### Recorded data
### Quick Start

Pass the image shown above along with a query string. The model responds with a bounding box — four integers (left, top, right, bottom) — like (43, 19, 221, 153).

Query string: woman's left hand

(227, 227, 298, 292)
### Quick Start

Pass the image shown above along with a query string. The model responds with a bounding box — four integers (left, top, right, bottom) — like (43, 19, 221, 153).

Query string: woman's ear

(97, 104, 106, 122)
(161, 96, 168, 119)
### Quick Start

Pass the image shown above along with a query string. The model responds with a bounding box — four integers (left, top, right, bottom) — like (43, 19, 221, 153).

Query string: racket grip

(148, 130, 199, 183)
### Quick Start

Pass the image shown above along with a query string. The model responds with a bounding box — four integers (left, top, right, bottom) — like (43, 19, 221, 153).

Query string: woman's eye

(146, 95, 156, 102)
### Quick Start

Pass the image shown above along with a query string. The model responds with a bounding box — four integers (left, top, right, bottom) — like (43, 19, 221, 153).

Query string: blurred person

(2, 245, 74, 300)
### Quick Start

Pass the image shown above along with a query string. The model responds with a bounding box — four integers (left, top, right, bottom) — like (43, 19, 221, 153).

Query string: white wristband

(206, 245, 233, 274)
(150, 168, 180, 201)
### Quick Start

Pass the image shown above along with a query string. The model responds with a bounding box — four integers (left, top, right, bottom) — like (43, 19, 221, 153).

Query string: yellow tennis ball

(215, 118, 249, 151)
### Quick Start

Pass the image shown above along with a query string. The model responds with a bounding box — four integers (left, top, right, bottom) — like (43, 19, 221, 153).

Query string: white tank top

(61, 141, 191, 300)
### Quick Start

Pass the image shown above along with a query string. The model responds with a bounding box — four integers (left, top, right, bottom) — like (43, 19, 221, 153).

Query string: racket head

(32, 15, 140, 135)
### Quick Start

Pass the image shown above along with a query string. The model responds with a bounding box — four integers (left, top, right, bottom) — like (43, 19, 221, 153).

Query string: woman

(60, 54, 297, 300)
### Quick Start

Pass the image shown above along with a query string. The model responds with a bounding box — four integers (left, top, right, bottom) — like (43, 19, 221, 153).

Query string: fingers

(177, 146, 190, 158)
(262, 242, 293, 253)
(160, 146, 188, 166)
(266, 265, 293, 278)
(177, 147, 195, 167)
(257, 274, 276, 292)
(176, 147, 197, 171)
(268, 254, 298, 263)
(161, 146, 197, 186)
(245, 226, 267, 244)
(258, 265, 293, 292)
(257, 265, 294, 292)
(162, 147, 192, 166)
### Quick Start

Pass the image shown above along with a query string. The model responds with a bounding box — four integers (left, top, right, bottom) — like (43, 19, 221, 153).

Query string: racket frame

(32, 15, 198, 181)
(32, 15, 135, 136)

### EXERCISE OBJECTIVE
Exact copies of every record are required.

### SOLUTION FOR THIS TASK
### Quick Start

Pass the image shown above along with a query string. The model responds with a bounding box — four integers (left, top, right, bottom) — like (43, 19, 221, 153).

Query string: woman's left hand

(227, 227, 298, 292)
### Quick Start

Pass the image shown above along with a query string. The model responds with a bounding box — four integers (left, top, right, bottom) — like (43, 19, 221, 153).

Query string: woman's ear

(97, 104, 106, 122)
(161, 96, 168, 119)
### Quick Start

Pass the image shown above along with a query string. The model responds with a bounding box — four integers (left, top, right, bottom) — like (43, 19, 221, 153).

Query string: racket grip

(148, 130, 199, 183)
### Quick Start

Pass the image shown above along with a query string. The model responds with a bounding box — four integers (left, top, right, bottom) — like (43, 19, 221, 153).

Query string: woman's eye

(146, 95, 156, 102)
### Quick Start

Pass the image shown above along with a query string. The model responds with a bounding box — four integers (left, top, right, bottom) — like (43, 19, 221, 153).

Query string: blurred person

(2, 245, 74, 300)
### Quick Start

Pass the image shown above along with a query string. The model responds with a bounding box — four integers (left, top, right, bottom) — like (43, 19, 221, 153).

Query string: white wristband

(206, 245, 233, 274)
(150, 168, 180, 201)
### Quick Start

Pass the image shown above along with a query string. The model responds with a bounding box — four integers (left, top, right, bottom) — like (43, 19, 221, 153).

Query string: yellow tennis ball

(215, 118, 249, 151)
### Quick Start

Pass the image shown above along with a query string. The model responds with a bounding box — four integers (left, top, right, bottom) — like (43, 19, 221, 153).

Query string: white tank top

(61, 141, 191, 300)
### Quick Start

Pass the image shown above along with a query string. The model responds with a bounding box — four integers (left, top, right, bottom) — like (43, 19, 221, 153).

Query string: racket head

(32, 15, 140, 135)
### Quick Start

Pass the image shown above along with a query string. The model responds with a bounding box — four integers (left, top, right, bottom) — like (43, 19, 221, 153).

Query string: woman

(60, 54, 297, 300)
### Quick Start

Pass the image shown above along with a query string. The model responds with a bounding box — four integers (left, top, right, bottom) — like (43, 19, 221, 153).

Query string: fingers

(177, 146, 190, 158)
(262, 242, 293, 253)
(160, 146, 188, 166)
(266, 265, 293, 278)
(177, 147, 195, 167)
(257, 274, 276, 292)
(176, 147, 197, 171)
(268, 254, 298, 263)
(161, 146, 197, 186)
(245, 226, 267, 244)
(258, 265, 293, 292)
(257, 265, 294, 292)
(162, 147, 192, 166)
### Quick Start

Pass the image shown above along with a query string. The model responds with a bounding box — four integers (left, top, right, bottom) — like (43, 19, 221, 153).

Query string: racket frame

(32, 15, 198, 181)
(32, 15, 135, 136)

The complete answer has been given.